Please update the rows below, replacing "second opinion" with "independent check" and leaving everything else unchanged. Omit the pictures from your answer.

╔══

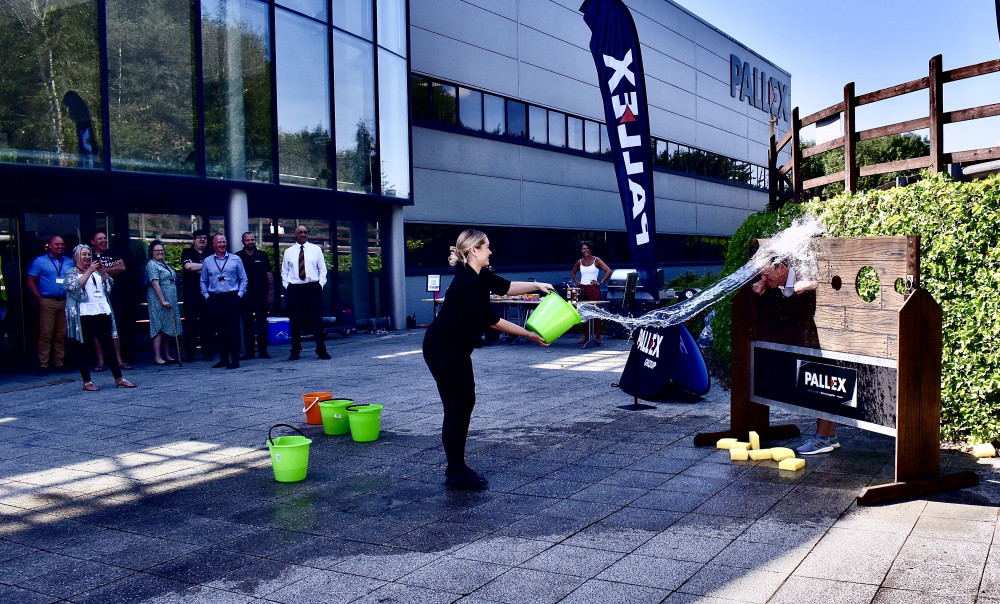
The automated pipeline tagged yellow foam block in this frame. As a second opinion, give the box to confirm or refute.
[771,447,795,461]
[778,457,806,472]
[972,443,997,457]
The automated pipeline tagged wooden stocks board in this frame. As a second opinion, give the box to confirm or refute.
[695,237,978,505]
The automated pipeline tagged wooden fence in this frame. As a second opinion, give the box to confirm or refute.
[768,55,1000,203]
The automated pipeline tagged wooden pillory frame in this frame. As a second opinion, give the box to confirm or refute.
[694,237,979,505]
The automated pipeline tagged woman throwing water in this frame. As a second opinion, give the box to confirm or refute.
[423,229,552,489]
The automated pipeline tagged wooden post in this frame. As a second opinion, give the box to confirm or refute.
[927,55,945,172]
[844,82,858,193]
[790,107,802,201]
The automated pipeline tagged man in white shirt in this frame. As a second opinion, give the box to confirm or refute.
[281,225,330,361]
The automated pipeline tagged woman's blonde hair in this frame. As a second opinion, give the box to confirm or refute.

╚══

[Exercise output]:
The automated pipeline tagged yellow foam block in this frame. As a independent check, give the box to confirm or refute.
[771,447,795,461]
[778,457,806,472]
[972,443,997,457]
The automated pipeline tagged wooden stocks board in this frame. As a independent check, give the box to confirm or refute.
[695,237,978,505]
The automated pipeline tagged wooden fence in this frame. As a independent check, give the box to confirm or refute.
[768,55,1000,203]
The automated pipeline tagged wooden pillory frame in this frame. As a independent check, give the box to confirm or refute.
[694,237,979,505]
The automated pipeline tagged woman throwing water in this frame. As a independent check, give the box to confirm or refute.
[423,229,552,489]
The automated pipeline tagged wooden post in this frame. As a independent check, give the box to confirm or refute.
[927,55,945,172]
[844,82,858,193]
[790,107,802,201]
The automated pipeline tagged man in white shirt in this frame. As a independent check, give the box to confirm or refute.
[281,225,330,361]
The automated pipeline tagged woman's blonde hair in this frame. As a independent check, give the box to confirm or refute.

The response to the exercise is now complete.